提示された文章:
▬▬▬▬▬▬
うさぎの鳴き声
言語を持たない動物たちは、いろいろな方法で飼い主様に気持ちを伝えようとします。
「お散歩連れていって」と“ワンワン”「ごはん欲しい!」と“ニャーニャー”
犬や猫は鳴き声をつかって自分の気持ちを伝えようとしますが、うさぎは表現があまり上手ではありません。甘えたい時に“クーン”とは鳴かないし、怒って“シャー”とも言いません。だからといって、決してうさぎが甘えないわけでも怒らないわけでもなく、彼らは彼らなりの感情表現をします。
小学生の頃、のぼり棒の横にうさぎ小屋がありました。夏は暑く冬は寒い場所で、遠慮のない子どもたちにかまわれても、彼らは鳴き声ひとつあげず落ち着いた先輩顔をしていました。うさぎはおとなしく温和で、寂しいと死んでしまう弱い動物と言われているのに「学校の子たちは強いな」とまださほど近い存在ではなかった当時のわたしは思うばかりでした。そんな小学校生活も折り返しを迎えた頃、わが家に元気な男の子がやってきました。 それがわたしとうさぎとの本当の出逢いです。
小柄な体に少し短い立ち耳の彼は、今までわたしの知らなかったうさぎの感情表現でたくさん気持ちを伝えてくれました。その愛らしい容姿に似合わず、外に出せーと“ケージを ガジガジ”怒って“後ろ足をバンバン”この時点で、どうやら彼らは体で表現をするのが得意なようだとわかりました。そして、一緒に生活していく中で、体だけではなく、実は鳴き声でも何かを訴えていることに気が付きました。
うさぎの鳴き声は大体 4 パターンほどに分けられます。正確に言うとうさぎは声帯をもたないため、音という表現が正しいのかもしれません。
1つ目は“プゥプゥ”
わが家に馴染んでくると、プゥプゥと鳴きながら顎をこすりつけたり、頭をつき出してくる様子が多くなりました。 僕のお気に入り!と匂い付けをしたり、撫でて撫でてーと寄ってきているようでした。その姿は、ようやくわたしたちを信頼しリラックスしてくれたように思えました。
2つ目は“ブゥブゥ”3つ目は“ブッブッ”すこし似ていて個体差もありますが、“ブッブッ”は勢い余って出てしまう感じ。反して“ブゥブゥ”はあまり 機嫌が良くないサインで、スタンピング(いわゆる足ダン)をしながら、不穏な眼差し でこちらを見つめていることが多いです。意外と短気な性格も、うさぎの魅力のひとつ、と思ってしまうのが悔しいところです(笑)
▬▬▬▬▬▬
抜粋した一覧:
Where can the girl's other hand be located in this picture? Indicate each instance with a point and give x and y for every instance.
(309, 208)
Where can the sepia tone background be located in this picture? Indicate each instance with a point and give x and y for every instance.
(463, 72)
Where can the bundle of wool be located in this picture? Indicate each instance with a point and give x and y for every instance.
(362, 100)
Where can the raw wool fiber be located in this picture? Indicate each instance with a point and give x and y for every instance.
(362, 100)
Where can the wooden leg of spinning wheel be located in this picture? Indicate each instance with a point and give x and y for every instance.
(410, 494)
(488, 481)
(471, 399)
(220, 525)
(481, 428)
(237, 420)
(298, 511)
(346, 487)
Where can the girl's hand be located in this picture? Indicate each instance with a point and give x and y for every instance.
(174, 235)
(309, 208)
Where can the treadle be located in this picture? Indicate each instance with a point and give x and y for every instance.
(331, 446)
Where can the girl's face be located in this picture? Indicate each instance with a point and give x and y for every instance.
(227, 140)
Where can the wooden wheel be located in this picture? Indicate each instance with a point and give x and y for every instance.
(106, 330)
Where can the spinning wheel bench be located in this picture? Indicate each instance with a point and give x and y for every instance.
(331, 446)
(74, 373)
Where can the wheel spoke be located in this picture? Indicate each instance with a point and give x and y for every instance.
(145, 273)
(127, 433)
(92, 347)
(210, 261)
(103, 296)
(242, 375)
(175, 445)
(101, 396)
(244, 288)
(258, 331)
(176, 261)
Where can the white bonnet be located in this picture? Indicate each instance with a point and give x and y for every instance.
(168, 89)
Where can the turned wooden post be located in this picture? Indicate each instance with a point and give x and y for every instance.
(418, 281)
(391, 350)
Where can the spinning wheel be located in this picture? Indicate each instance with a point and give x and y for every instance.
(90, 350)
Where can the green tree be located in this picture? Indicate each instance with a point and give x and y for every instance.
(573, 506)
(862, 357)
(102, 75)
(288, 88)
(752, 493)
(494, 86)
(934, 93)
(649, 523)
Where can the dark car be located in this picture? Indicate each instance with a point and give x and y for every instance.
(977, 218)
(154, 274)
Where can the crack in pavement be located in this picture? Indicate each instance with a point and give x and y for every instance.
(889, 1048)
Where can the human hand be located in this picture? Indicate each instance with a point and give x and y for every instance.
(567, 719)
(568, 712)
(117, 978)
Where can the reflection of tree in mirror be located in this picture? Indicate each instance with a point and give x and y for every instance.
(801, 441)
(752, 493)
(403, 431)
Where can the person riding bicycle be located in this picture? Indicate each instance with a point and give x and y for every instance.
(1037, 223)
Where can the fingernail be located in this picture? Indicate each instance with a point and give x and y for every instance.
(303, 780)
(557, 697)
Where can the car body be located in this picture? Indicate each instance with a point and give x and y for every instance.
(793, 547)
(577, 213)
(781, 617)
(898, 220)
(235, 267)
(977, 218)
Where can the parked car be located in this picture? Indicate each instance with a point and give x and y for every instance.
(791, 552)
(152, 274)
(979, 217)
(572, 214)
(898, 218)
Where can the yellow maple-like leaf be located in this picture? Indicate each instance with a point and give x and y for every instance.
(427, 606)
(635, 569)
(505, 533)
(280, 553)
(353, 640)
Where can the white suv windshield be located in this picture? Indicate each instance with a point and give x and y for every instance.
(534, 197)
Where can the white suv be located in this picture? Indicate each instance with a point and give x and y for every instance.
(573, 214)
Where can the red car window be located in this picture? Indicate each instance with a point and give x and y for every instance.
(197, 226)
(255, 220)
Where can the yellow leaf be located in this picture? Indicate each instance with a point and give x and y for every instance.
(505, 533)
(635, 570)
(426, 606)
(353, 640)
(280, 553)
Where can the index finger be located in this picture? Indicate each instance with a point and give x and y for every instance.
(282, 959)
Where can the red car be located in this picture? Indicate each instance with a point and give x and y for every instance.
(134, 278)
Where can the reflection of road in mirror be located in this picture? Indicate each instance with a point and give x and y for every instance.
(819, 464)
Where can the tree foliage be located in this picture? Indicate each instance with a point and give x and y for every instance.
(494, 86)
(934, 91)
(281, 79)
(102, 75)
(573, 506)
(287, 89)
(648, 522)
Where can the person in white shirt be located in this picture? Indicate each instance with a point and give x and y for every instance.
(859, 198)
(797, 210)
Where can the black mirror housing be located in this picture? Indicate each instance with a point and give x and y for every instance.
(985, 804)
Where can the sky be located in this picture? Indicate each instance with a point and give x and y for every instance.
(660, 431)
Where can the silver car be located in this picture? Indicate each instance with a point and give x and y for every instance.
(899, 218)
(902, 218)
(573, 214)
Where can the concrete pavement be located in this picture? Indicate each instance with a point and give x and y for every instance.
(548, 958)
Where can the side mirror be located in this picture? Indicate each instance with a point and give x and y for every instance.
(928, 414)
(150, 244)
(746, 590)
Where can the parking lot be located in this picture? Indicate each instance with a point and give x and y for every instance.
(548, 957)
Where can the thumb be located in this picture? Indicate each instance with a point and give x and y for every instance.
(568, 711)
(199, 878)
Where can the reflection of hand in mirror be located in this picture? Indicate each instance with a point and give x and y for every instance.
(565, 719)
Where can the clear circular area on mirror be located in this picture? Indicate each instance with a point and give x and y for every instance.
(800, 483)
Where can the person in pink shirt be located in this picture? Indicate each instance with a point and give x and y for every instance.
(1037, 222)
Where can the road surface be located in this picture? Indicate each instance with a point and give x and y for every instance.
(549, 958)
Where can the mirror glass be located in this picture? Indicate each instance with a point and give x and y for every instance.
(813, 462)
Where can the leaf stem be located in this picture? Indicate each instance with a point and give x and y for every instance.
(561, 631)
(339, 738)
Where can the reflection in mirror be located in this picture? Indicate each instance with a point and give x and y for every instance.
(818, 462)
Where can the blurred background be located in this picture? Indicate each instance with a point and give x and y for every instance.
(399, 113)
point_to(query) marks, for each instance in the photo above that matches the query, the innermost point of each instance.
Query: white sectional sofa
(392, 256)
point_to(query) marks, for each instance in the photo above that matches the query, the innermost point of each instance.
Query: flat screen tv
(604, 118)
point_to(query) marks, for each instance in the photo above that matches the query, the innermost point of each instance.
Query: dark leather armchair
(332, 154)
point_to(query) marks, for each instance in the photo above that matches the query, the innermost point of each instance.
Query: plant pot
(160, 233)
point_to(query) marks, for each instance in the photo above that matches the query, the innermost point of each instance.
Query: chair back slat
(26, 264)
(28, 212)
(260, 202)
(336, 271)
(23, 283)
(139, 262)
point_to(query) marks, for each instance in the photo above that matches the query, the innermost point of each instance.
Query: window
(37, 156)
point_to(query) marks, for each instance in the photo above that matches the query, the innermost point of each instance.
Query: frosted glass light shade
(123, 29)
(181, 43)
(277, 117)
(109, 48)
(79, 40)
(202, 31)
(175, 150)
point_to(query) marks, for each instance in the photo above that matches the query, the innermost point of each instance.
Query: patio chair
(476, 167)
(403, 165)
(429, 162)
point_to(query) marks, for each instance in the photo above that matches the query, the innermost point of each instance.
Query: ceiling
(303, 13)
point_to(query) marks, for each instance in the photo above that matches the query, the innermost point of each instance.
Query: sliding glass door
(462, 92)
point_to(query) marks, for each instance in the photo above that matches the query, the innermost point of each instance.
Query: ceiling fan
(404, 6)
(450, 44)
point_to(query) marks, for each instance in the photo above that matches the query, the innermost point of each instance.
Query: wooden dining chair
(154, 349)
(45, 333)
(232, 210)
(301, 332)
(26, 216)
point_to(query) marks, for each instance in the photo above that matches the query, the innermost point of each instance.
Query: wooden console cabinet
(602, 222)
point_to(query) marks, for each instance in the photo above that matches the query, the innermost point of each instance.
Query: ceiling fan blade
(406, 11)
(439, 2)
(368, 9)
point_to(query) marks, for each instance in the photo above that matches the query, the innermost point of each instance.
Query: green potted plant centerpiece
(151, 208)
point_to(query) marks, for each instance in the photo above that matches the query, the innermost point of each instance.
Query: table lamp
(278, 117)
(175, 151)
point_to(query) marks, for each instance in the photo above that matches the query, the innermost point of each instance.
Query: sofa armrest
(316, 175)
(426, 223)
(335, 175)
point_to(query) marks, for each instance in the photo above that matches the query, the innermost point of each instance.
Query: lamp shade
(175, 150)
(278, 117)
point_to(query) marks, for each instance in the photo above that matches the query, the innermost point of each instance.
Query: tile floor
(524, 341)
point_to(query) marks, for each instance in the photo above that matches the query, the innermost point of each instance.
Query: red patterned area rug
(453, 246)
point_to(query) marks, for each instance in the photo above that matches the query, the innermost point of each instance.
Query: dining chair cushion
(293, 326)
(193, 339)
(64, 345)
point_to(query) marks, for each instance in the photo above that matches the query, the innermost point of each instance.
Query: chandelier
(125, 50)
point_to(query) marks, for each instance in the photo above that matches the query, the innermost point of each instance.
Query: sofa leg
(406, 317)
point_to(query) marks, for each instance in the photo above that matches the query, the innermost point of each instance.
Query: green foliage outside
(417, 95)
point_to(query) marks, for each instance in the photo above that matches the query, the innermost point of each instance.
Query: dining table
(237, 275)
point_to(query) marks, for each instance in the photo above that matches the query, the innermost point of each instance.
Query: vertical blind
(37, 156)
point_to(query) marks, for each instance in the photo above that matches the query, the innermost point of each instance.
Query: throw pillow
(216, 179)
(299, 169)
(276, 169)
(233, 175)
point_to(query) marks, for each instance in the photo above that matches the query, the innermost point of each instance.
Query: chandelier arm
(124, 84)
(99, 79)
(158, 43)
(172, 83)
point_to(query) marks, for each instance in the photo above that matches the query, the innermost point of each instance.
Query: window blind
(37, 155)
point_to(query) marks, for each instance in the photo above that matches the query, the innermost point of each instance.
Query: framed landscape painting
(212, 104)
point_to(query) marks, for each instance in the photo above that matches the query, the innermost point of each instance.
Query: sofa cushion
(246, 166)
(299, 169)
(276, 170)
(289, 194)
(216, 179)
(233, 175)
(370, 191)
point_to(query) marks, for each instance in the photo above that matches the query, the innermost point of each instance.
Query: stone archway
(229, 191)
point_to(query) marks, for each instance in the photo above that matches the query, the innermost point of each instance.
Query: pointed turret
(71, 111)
▬▬▬▬▬▬
取り組む課題:
1. うさぎの鳴き声についての文章のうち、「犬や猫は鳴き声をつかって自分」から「ていることに気が付きました。」までを、両端の語句も含めて一字一句違えずに書き写してください。
2. うさぎの鳴き声についての文章によると、筆者が小学生の頃、うさぎ小屋はどこにありましたか。
3. うさぎの鳴き声についての文章を、最後の文の後から書き継いでください。

解答一覧:
1.
犬や猫は鳴き声をつかって自分の気持ちを伝えようとしますが、うさぎは表現があまり上手ではありません。甘えたい時に“クーン”とは鳴かないし、怒って“シャー”とも言いません。だからといって、決してうさぎが甘えないわけでも怒らないわけでもなく、彼らは彼らなりの感情表現をします。
小学生の頃、のぼり棒の横にうさぎ小屋がありました。夏は暑く冬は寒い場所で、遠慮のない子どもたちにかまわれても、彼らは鳴き声ひとつあげず落ち着いた先輩顔をしていました。うさぎはおとなしく温和で、寂しいと死んでしまう弱い動物と言われているのに「学校の子たちは強いな」とまださほど近い存在ではなかった当時のわたしは思うばかりでした。そんな小学校生活も折り返しを迎えた頃、わが家に元気な男の子がやってきました。 それがわたしとうさぎとの本当の出逢いです。
小柄な体に少し短い立ち耳の彼は、今までわたしの知らなかったうさぎの感情表現でたくさん気持ちを伝えてくれました。その愛らしい容姿に似合わず、外に出せーと“ケージを ガジガジ”怒って“後ろ足をバンバン”この時点で、どうやら彼らは体で表現をするのが得意なようだとわかりました。そして、一緒に生活していく中で、体だけではなく、実は鳴き声でも何かを訴えていることに気が付きました。

2. のぼり棒の横にありました。

3.
最後に、恐怖や危険を感じた時に“キー”といった鳴き声を出しますが、怖い思いをさせなければうさぎのこの鳴き声を聞くことはありません。わたしは以前、祖父母の家の庭でリードをつけてうさんぽをしていた時に、ものすごい勢いでジャンプしキーキーと猿のような鳴き声をあげる彼を目にしました。田舎町で野生動物のにおいが残っていたのかもしれません。よほど怖かったのか、その後は息が上がり、助けを求めるようにぴったりとわたしにくっついていました。幸い、大事には至らずすぐに落ち着いてくれた様子でしたが、警告サインは必ずしも恐怖が原因とは限りません。周りの環境や体調面での異常を確認し、ケージに肢をはさんでいないかなど、原因を探ることが大切です。後にも先にも、この鳴き声を聞いたのは 1 回きりでしたが、命に関わることもある警告サインなので、その後のケアにも気を付けてあげましょう。万が一、興奮がおさまらず呼吸速迫(安静時は1分間に30~60回)場合、あるいは警告サインの原因が見当たらない場合は、みえない病気が潜んでいる可能性も考えられるため、速やかに病院にご相談ください。
一緒に過ごしていると、彼はわたしが今まで知らなかったいろいろな表情を見せてくれました。夏の暑い日に、“バタッ”と横になり、びっくりするほどの勢いで見せる白いおなかも、ひざの上で“スピー”とすやすや寝ているせなかも、彼と出逢わなければ知らない姿ばかりでした。今、わたしの横に彼はもういませんが、彼よりすこしやんちゃな弟が、元気いっぱいに、また新たな『声』を届けようとしてくれています。天真爛漫な弟をみると、ふいに、小学校のうさぎたちを思い出します。